_Work to be completed_
Leave every image out, and return the rest of the data word for word.

(Stored dataset items)
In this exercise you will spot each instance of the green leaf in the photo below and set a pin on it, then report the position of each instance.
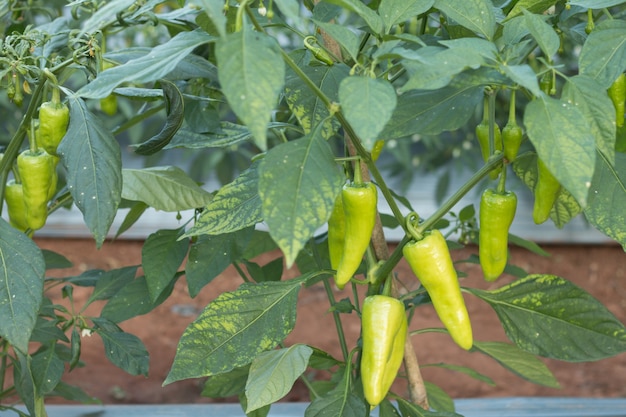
(607, 198)
(235, 206)
(227, 384)
(234, 328)
(93, 162)
(21, 292)
(603, 56)
(340, 401)
(161, 60)
(533, 6)
(307, 107)
(551, 317)
(47, 368)
(371, 18)
(110, 282)
(124, 350)
(166, 188)
(298, 183)
(591, 99)
(432, 112)
(438, 399)
(475, 15)
(242, 58)
(564, 142)
(209, 256)
(132, 300)
(394, 12)
(175, 110)
(362, 97)
(344, 36)
(565, 207)
(161, 255)
(543, 33)
(521, 363)
(273, 373)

_Response to this exercise_
In this exercise you will spot each instance of the green leaf in the photo below and set a pin on it, then report the position of each instance.
(607, 198)
(235, 206)
(227, 384)
(234, 328)
(93, 162)
(21, 292)
(603, 56)
(340, 401)
(161, 60)
(533, 6)
(307, 107)
(551, 317)
(47, 368)
(371, 18)
(110, 282)
(124, 350)
(166, 188)
(298, 183)
(591, 99)
(432, 112)
(438, 399)
(475, 15)
(242, 58)
(564, 142)
(209, 256)
(132, 300)
(394, 12)
(175, 110)
(362, 97)
(344, 36)
(565, 207)
(161, 255)
(543, 33)
(521, 363)
(273, 373)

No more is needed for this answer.